*** Supplied entries ***

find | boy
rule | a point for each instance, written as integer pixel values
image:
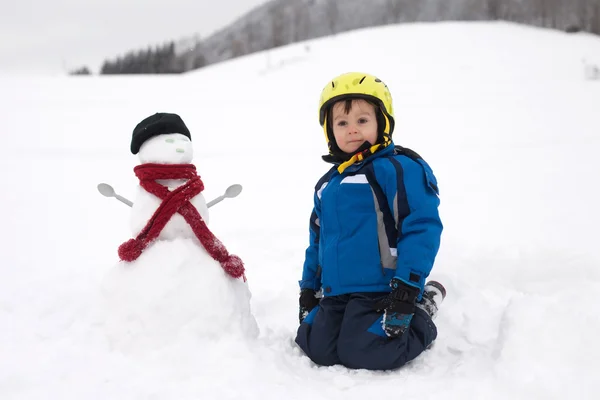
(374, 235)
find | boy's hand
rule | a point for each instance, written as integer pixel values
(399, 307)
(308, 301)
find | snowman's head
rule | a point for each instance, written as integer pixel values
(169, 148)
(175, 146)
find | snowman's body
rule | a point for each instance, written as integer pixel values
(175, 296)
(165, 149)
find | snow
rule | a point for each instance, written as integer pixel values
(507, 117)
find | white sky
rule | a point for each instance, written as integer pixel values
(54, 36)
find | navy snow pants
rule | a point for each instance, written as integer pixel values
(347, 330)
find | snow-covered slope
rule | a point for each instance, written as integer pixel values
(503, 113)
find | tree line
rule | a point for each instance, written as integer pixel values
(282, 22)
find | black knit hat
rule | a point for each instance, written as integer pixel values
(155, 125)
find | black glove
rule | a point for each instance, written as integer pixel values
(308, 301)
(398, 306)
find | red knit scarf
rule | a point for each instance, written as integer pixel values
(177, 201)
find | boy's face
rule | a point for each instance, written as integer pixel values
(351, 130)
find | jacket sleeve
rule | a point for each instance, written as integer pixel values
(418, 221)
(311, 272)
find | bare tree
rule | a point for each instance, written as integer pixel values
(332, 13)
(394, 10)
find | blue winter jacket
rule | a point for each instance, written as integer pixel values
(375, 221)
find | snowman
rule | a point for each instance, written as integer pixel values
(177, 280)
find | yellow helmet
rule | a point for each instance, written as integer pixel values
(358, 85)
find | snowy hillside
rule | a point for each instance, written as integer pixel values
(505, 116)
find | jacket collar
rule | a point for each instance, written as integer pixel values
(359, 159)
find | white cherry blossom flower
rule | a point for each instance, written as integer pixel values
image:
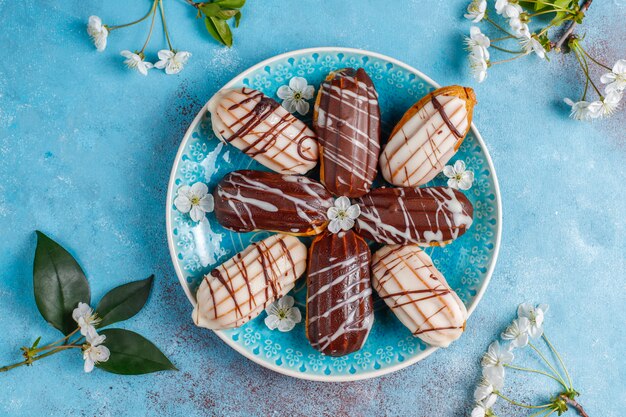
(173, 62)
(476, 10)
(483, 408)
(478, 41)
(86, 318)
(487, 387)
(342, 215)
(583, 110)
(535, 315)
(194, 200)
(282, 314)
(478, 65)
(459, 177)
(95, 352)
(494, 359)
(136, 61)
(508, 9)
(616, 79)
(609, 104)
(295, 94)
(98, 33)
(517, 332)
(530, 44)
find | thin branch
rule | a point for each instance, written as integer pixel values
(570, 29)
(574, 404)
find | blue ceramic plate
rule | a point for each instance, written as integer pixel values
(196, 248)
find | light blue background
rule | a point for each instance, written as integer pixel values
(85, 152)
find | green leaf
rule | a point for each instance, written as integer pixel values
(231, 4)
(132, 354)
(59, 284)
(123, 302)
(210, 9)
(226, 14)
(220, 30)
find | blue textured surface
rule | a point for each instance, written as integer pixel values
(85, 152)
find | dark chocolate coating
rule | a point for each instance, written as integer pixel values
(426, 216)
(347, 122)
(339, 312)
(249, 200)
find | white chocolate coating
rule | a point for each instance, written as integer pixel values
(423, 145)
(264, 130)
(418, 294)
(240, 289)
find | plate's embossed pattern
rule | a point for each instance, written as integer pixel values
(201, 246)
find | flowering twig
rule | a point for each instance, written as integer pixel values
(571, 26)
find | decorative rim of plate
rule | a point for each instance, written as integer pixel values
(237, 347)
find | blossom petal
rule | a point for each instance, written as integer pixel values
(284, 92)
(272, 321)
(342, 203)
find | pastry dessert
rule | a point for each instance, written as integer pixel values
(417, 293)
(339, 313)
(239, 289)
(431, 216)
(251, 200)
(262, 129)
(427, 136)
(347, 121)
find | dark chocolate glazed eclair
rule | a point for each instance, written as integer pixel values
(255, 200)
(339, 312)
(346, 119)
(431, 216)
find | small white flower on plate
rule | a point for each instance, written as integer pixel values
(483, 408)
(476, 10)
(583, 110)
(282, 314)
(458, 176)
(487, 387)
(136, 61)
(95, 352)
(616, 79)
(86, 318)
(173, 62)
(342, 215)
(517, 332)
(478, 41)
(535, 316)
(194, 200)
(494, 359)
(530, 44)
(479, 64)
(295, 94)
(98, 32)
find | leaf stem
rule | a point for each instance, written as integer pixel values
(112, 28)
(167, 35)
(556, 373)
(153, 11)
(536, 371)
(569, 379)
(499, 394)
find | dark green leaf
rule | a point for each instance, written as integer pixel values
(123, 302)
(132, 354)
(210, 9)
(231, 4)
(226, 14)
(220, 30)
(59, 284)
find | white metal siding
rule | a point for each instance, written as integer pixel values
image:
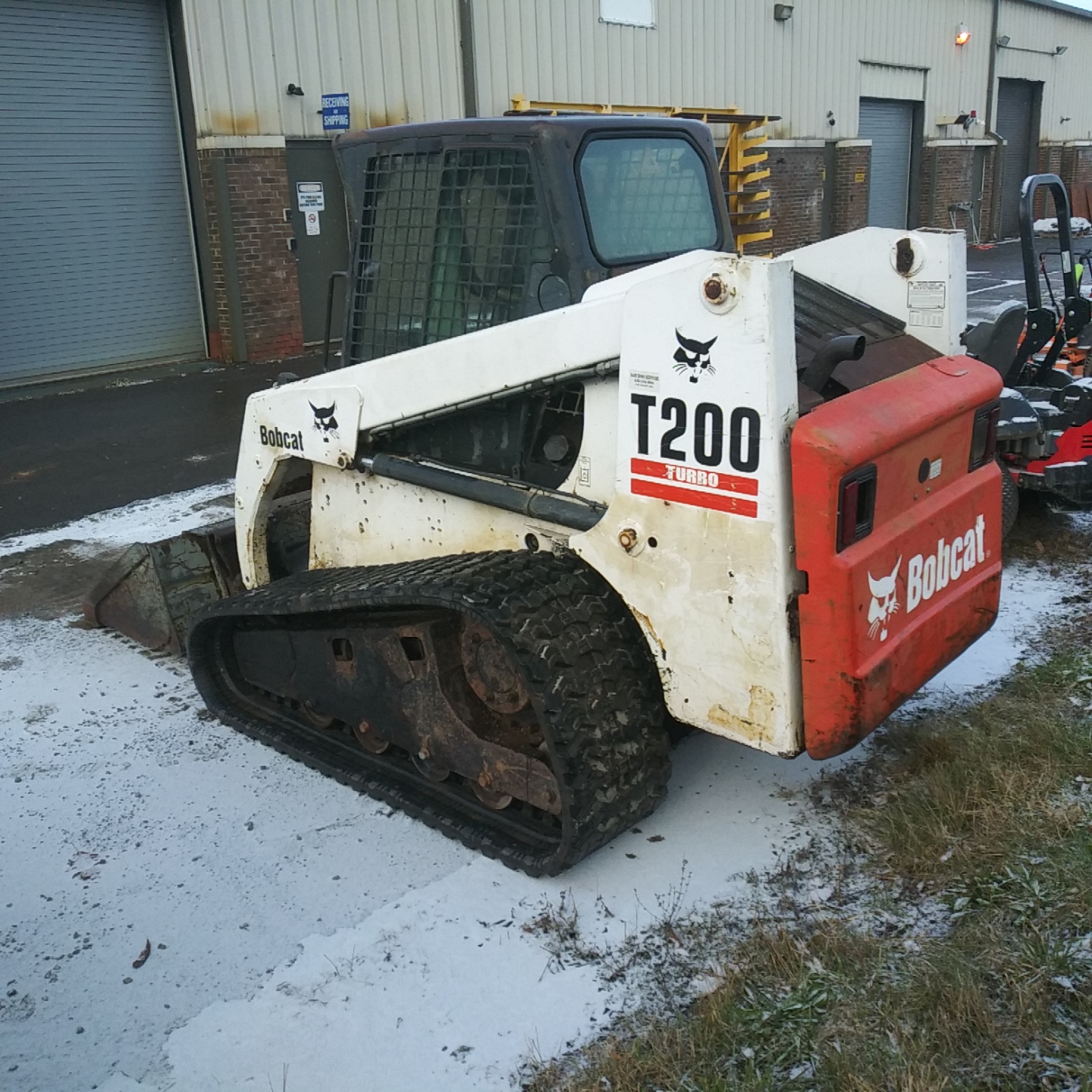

*** End of Supplied entries ***
*** Supplied entries ***

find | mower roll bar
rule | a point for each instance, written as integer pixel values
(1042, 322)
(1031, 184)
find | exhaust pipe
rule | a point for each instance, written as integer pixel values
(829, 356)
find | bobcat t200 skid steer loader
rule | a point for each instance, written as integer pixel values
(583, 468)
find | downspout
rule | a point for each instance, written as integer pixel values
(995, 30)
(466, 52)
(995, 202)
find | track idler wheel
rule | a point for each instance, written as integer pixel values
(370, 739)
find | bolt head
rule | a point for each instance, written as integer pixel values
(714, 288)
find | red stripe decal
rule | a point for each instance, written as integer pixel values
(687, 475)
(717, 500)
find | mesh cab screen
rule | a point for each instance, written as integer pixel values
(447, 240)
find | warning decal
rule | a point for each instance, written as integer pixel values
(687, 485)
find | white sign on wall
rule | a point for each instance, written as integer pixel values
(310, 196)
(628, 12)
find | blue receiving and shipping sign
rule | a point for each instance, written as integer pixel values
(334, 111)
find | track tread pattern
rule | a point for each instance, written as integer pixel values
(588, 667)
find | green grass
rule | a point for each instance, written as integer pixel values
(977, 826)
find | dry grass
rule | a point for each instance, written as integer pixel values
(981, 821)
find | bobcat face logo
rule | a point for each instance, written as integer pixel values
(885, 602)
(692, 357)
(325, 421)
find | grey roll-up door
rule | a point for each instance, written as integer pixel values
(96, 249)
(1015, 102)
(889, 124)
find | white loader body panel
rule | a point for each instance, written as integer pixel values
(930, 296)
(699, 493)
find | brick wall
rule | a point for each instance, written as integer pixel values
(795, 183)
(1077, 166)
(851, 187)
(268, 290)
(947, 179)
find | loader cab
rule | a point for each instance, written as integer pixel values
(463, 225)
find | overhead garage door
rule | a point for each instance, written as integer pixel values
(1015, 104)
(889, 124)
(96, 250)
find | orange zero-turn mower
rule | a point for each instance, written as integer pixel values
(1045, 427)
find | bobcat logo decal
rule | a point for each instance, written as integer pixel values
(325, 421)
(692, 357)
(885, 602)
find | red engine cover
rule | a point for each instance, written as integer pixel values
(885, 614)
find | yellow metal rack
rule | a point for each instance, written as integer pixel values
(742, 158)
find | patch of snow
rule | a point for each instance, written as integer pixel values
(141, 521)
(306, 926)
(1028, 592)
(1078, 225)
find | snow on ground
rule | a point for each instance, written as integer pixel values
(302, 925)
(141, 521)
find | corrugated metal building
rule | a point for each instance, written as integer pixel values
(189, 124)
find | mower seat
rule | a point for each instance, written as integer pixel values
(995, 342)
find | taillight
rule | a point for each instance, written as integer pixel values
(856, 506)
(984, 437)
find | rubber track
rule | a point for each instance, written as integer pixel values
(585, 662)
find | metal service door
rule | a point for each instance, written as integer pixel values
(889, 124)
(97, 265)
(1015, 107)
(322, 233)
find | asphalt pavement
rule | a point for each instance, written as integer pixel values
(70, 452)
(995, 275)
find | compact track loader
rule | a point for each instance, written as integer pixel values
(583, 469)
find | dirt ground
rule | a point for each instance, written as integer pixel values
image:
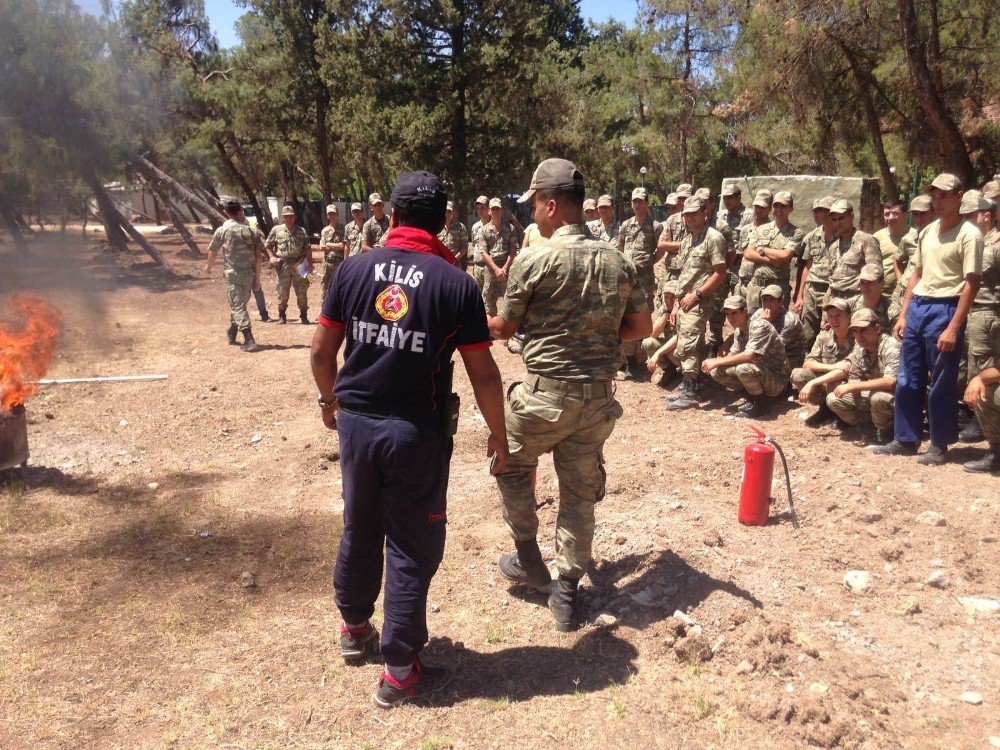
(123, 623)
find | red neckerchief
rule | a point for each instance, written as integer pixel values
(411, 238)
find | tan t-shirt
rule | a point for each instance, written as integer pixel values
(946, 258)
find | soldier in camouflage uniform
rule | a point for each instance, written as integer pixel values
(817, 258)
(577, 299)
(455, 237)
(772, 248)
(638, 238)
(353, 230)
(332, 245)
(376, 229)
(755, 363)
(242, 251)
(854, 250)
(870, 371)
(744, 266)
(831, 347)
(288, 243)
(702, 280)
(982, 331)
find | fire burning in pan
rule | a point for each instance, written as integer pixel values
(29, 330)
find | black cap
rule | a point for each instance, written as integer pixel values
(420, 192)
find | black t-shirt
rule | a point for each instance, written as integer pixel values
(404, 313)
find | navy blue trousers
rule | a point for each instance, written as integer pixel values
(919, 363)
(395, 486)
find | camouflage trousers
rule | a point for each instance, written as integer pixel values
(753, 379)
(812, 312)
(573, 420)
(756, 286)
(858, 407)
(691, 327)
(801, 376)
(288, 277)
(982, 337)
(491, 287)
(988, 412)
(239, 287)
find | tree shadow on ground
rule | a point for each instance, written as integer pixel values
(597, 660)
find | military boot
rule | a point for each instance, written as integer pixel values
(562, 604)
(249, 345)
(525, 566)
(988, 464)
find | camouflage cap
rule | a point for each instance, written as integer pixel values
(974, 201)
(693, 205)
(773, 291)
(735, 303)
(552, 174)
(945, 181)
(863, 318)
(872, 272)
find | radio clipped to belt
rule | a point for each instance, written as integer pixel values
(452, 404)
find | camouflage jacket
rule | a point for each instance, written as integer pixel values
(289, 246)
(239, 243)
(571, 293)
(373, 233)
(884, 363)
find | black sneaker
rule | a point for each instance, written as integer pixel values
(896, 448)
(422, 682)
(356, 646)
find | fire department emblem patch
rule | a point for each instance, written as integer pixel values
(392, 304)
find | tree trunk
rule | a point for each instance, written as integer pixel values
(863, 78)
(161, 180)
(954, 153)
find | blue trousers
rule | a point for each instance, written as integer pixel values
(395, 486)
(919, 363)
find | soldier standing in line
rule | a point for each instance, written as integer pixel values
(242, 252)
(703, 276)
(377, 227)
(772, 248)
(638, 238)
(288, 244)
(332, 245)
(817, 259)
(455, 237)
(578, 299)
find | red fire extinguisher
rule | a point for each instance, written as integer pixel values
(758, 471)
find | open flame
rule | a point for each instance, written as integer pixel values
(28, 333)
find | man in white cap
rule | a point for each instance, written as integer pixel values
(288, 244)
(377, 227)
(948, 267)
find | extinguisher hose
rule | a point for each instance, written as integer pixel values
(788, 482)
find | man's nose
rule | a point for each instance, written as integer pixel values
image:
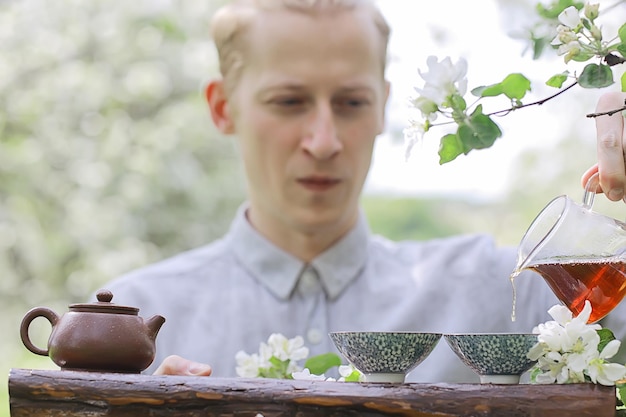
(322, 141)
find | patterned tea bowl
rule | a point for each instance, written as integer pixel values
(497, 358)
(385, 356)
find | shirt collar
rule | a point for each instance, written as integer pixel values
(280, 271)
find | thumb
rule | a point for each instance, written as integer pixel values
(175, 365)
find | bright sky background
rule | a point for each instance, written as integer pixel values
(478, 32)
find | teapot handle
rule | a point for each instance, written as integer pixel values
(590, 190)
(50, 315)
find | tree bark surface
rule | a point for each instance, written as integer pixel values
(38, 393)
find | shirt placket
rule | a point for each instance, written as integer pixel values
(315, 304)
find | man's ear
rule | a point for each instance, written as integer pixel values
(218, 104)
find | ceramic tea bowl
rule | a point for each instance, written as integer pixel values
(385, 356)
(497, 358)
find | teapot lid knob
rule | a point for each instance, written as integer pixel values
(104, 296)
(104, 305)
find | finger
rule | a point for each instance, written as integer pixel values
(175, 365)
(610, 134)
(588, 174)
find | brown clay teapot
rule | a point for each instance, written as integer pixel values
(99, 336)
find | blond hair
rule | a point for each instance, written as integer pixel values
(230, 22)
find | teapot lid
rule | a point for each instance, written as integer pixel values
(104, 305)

*** End of Supplied entries ***
*** Supplied entries ***

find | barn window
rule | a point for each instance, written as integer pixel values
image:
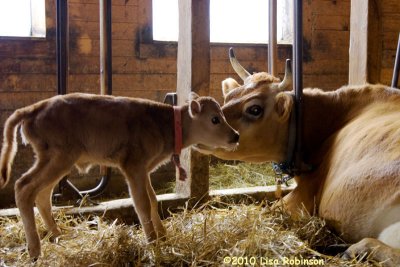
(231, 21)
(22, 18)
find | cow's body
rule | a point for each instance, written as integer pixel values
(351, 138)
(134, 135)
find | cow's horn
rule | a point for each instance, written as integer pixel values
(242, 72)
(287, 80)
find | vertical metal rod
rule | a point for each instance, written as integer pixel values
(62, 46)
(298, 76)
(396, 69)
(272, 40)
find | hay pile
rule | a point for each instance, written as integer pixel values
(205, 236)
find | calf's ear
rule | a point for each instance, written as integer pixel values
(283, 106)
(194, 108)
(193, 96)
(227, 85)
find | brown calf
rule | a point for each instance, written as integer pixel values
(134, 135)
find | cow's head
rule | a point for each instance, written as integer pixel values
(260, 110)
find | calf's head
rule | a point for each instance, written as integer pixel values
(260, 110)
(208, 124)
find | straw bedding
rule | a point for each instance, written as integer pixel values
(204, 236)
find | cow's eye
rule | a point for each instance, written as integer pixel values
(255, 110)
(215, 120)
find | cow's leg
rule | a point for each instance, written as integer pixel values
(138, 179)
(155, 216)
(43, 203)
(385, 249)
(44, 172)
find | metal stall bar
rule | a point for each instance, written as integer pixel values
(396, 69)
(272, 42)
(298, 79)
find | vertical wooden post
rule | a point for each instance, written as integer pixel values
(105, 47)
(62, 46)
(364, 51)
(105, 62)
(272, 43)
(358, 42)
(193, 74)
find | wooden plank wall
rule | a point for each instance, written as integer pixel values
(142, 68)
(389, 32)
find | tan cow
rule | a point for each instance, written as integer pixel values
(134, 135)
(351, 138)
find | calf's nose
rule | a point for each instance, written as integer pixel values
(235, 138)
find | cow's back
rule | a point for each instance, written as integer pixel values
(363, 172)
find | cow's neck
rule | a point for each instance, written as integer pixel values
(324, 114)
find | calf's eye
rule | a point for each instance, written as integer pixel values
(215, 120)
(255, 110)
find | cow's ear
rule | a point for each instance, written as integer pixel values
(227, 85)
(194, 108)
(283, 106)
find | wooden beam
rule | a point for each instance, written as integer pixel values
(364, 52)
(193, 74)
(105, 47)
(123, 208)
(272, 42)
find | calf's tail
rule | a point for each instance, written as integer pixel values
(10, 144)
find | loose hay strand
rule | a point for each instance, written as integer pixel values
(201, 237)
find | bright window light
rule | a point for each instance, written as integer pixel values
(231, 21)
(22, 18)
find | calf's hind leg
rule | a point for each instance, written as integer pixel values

*** End of Supplied entries ***

Your assignment
Your answer should consist of the lines from the line with "find | bobcat t200 skid steer loader" to the line with "find | grey roll-up door" above, repeated exactly, both ends included.

Response to this exercise
find | bobcat t200 skid steer loader
rule | a point for each instance, written as integer pixel values
(583, 468)
find | downspout
rule | a point for each instance, written as integer pixel values
(995, 30)
(466, 52)
(995, 202)
find | track idler wheel
rule | a point for each instance, written as integer pixel values
(370, 739)
find | bolt head
rule | a point for each instance, written as integer pixel values
(714, 288)
find | red stripe decal
rule | a point for each instance, written as integer pixel values
(687, 475)
(717, 500)
find | mesh cab screen
rule | a point for each instance, written as integer pixel values
(447, 240)
find | warning decal
rule | a point for each instance, written as integer pixel values
(687, 485)
find | white sign on wall
rule | a point for each instance, written as integer pixel values
(310, 196)
(628, 12)
find | blue receiving and shipping sign
rule | a point for each instance, written as integer pixel values
(334, 111)
find | track tread pattern
rule | a point for each instance, written as integer pixel values
(588, 667)
find | green grass
rule | a point for each instance, written as integer pixel values
(977, 826)
find | dry grass
rule | a point for each instance, written as integer pixel values
(981, 821)
find | bobcat face logo
rule | a point for each instance, written as integer pixel values
(885, 602)
(692, 357)
(325, 421)
find | grey roll-up door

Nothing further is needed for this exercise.